Your tasks:
1. In the passage on screen image compression, do these statements agree with what it says? (a) An adaptive Huffman coder compresses the text pixels. (b) The technique was implemented on the MATLAB platform. (c) Gueguen's representation was evaluated on the UC Merced 21-class data set. Answer yes or no for each and quote the words that settle it.
2. Write the next part of the passage on screen image compression, starting right after its last sentence.

There are some stringent requirements for the compression of video-like screen contents considering the screen-sharing scenarios. First, the screen compression schemes should guarantee high-fidelity display, especially on the textual contents for visual experience. Second, the screen compression algorithms should achieve a high compression ratio to fulfill the network requirements [11]. Real-time high-quality compressed screen image transmission can also be used in many recent proposed applications, such as cloud, cloudlet screen and cloud mobile computing. In cloud computing, data transfer bottleneck is an obstacle. If the computer screen image can be transmitted in real time and with high quality from the host-to-user site, the data transfer bottleneck problem in cloud computing can be solved [14].

In this article, spare decomposition method for splitting image into smooth and non-smooth blocks and gray wolf-based FCM (GW-FCM) optimization for cluster has been proposed. Different coders have been employed for compressing specific type of image pixels. Adaptive Huffman coder has been employed to compress smooth blocks or background, EZW coder to compress text pixels and the H.264 method has been employed for graphics and overlap pixels. These coder’s forms compression block and yields compressed image of compound input image. The technique has been implemented on MATLAB platform for performance and efficiency analysis. The organization of the paper is prearranged as literature survey in Section 2, block diagram of proposed methodology in Section 3, the spare decomposition method in Section 3.1, gray wolf-based FCM in Section 3.2, compression coders in Section 3.3, results and discussion in Section 4 and conclusion in Section 5.

2 Literature Survey

Gueguen [6] proposed a new compact representation for the fast query/classification of compound structures from very-high-resolution optical remote sensing imagery. This bag-of-features representation relies on the multiscale segmentation of the input image and the quantization of image structures pooled into visual word distributions for the characterization of compound structures. A compressed form of the visual word distributions was described, allowing adaptive and fast queries/classification of image patterns. The proposed representation and the query methodology were evaluated for the classification of the (University of California) UC Merced 21-class data set, for the detection of informal settlements and for the discrimination of challenging agricultural classes.

Stored data entries:
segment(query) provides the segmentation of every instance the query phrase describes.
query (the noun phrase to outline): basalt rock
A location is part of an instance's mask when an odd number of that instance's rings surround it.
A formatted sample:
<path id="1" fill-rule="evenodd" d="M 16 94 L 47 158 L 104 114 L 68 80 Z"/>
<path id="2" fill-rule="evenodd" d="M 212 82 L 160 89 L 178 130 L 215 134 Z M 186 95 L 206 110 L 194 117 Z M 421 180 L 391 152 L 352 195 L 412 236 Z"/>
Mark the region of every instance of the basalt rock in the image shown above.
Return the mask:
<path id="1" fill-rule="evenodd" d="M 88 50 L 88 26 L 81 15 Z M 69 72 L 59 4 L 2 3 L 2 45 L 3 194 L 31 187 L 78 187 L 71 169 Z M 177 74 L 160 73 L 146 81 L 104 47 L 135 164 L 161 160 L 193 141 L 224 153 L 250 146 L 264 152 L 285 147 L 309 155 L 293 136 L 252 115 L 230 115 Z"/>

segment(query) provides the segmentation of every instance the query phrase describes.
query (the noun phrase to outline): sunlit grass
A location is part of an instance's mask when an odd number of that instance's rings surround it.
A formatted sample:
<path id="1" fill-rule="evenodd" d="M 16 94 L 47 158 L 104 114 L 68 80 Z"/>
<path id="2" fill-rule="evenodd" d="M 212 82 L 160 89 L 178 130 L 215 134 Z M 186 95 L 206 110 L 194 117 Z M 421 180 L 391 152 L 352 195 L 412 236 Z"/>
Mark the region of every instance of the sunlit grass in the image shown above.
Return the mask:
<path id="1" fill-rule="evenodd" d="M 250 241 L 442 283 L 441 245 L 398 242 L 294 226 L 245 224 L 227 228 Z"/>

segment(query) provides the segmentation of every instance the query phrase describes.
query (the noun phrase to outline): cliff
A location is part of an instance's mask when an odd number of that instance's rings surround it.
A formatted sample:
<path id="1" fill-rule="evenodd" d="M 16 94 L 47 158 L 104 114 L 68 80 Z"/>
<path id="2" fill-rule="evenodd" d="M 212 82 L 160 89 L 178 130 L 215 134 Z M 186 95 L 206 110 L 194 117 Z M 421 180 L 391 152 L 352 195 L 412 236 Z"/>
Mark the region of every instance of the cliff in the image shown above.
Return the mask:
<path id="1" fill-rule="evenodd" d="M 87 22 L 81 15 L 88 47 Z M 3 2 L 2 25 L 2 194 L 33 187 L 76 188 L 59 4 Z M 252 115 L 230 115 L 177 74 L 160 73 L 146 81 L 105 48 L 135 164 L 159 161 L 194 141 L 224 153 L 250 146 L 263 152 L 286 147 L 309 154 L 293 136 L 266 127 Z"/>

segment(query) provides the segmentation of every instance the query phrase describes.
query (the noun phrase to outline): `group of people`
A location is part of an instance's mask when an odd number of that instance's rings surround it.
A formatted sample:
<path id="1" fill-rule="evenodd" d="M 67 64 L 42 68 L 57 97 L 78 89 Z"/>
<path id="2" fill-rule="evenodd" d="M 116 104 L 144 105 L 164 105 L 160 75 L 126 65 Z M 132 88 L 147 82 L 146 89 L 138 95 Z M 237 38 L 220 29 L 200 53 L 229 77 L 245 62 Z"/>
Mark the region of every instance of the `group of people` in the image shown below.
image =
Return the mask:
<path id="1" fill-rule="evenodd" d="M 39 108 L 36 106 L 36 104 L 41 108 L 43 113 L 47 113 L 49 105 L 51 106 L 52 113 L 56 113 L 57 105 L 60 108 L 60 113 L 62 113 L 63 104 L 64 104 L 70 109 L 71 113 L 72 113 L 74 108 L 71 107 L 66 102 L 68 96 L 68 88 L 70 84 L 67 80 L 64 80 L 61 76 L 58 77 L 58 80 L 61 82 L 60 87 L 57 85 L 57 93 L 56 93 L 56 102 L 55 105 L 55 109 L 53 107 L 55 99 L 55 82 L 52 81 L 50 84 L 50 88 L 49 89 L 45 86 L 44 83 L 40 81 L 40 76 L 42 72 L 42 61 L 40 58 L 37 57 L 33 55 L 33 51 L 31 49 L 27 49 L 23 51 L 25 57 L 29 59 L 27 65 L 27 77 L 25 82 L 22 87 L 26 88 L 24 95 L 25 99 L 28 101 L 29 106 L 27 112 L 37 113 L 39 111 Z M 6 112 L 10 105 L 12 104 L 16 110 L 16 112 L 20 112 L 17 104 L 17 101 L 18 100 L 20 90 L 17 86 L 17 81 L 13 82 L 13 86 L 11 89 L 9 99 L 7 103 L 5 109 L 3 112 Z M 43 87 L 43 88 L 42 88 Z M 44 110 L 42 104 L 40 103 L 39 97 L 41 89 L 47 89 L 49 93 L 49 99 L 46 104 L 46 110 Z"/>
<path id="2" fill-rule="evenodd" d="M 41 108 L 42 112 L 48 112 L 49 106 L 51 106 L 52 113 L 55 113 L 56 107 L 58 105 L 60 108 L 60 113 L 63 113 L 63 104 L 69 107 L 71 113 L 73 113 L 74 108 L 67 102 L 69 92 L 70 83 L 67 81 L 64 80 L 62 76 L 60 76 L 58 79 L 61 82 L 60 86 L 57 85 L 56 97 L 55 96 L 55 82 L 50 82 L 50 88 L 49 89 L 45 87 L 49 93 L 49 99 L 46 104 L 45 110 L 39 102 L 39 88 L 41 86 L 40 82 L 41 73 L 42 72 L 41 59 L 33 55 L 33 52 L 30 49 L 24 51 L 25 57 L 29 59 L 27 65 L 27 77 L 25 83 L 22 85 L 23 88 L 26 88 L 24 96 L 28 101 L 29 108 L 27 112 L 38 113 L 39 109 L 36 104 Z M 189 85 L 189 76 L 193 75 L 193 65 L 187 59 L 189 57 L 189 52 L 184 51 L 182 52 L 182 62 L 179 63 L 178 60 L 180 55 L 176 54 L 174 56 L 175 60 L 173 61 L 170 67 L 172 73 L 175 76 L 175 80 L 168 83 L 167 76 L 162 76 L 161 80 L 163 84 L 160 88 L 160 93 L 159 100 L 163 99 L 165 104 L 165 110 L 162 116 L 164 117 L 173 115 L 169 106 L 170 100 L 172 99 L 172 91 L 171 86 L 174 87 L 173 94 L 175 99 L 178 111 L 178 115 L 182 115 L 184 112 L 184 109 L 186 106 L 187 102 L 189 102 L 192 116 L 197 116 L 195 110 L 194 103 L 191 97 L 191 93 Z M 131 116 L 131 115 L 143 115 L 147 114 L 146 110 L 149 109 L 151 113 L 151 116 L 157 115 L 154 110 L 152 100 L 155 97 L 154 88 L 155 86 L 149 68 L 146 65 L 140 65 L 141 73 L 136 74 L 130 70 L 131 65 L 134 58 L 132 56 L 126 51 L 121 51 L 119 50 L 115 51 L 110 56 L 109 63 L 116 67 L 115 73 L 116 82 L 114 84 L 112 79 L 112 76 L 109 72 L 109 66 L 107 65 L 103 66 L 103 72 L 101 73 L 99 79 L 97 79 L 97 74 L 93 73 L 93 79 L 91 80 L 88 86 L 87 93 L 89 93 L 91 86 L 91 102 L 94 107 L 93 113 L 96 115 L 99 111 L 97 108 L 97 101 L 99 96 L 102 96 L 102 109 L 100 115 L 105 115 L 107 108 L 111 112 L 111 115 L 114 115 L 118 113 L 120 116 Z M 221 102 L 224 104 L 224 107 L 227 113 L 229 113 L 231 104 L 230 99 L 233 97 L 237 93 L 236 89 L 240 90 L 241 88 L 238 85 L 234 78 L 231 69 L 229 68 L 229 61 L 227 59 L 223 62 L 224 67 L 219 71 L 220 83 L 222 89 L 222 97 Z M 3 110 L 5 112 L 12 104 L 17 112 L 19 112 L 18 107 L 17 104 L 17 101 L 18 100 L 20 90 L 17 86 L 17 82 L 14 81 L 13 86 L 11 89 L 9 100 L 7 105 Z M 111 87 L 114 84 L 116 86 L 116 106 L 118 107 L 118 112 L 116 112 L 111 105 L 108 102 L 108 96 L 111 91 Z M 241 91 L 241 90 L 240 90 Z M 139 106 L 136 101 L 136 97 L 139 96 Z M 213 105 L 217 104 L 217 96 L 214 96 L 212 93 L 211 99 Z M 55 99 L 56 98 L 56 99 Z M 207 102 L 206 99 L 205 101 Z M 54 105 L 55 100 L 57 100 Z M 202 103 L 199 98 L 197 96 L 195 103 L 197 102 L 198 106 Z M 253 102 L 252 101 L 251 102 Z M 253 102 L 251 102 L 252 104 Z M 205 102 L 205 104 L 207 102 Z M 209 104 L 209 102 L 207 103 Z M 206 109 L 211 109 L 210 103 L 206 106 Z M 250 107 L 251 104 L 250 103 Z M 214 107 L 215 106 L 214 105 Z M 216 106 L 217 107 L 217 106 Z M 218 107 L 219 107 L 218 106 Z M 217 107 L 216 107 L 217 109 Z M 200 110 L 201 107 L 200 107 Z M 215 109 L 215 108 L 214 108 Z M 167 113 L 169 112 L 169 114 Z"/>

Answers by item:
1.
(a) No: "Adaptive Huffman coder has been employed to compress smooth blocks or background, EZW coder to compress text pixels"
(b) Yes: "The technique has been implemented on MATLAB platform for performance and efficiency analysis."
(c) Yes: "The proposed representation and the query methodology were evaluated for the classification of the (University of California) UC Merced 21-class data set"

2.
Ebenezer Juliet et al. [1] proposed a new compound image segmentation algorithm based on the mixed raster content model (MRC) of multilayer approach (foreground/mask/background). The algorithm first segments a compound image into different classes. Then, each class was transformed to the three-layer MRC model differently according to the property of that class. Finally, the foreground and background layers were compressed using JPEG 2000. The mask layer was compressed using JBIG2. The proposed morphological-based segmentation algorithm designs a binary segmentation mask that accurately partitions a compound image into different layers, such as the background and foreground layers.

Yang et al. [17] proposed a scale and orientation invariant grouping algorithm to adaptively generate textual connected components (TCCs) with uniform statistical features. The minimum average distance and morphological operations were employed to assist the formation of candidate TCCs. Then, three string-level features (i.e. sharpness, color similarity and mean activity level) were designed to distinguish the true TCCs from the false-positive ones that are formed by connecting the high-activity pictorial components. Extensive experiments showed that the proposed framework can segment textual regions precisely from born-digital compound images while preserving the integrity of texts with varied scales and orientations and avoiding overconnection of textual regions (Gnana et al. [2]).

Grailu [5] used the set partitioning in hierarchical trees (SPIHT) coder in the framework of ROI coding along with some image enhancement techniques to remove the leakage effect that occurred in the wavelet-based low-bit-rate compression. They evaluated the compression performance of the proposed method with respect to some qualitative and quantitative measures. The qualitative measured include the averaged mean opinion scores (MOS) curve along with demonstrating some outputs in different conditions.

Kurbana et al. [8] used well-known evolutionary algorithms such as evolution strategy, genetic algorithm, differential evolution, adaptive differential evolution and swarm-based algorithms such as particle swarm optimization, artificial bee colony, cuckoo search and differential search algorithm to solve multilevel thresholding problem. Kapur’s entropy was used as the fitness function to be maximized. Experiments are conducted on 20 different test images to compare the algorithms in terms of quality, running CPU times and compression ratios (Gnana et al. [3]).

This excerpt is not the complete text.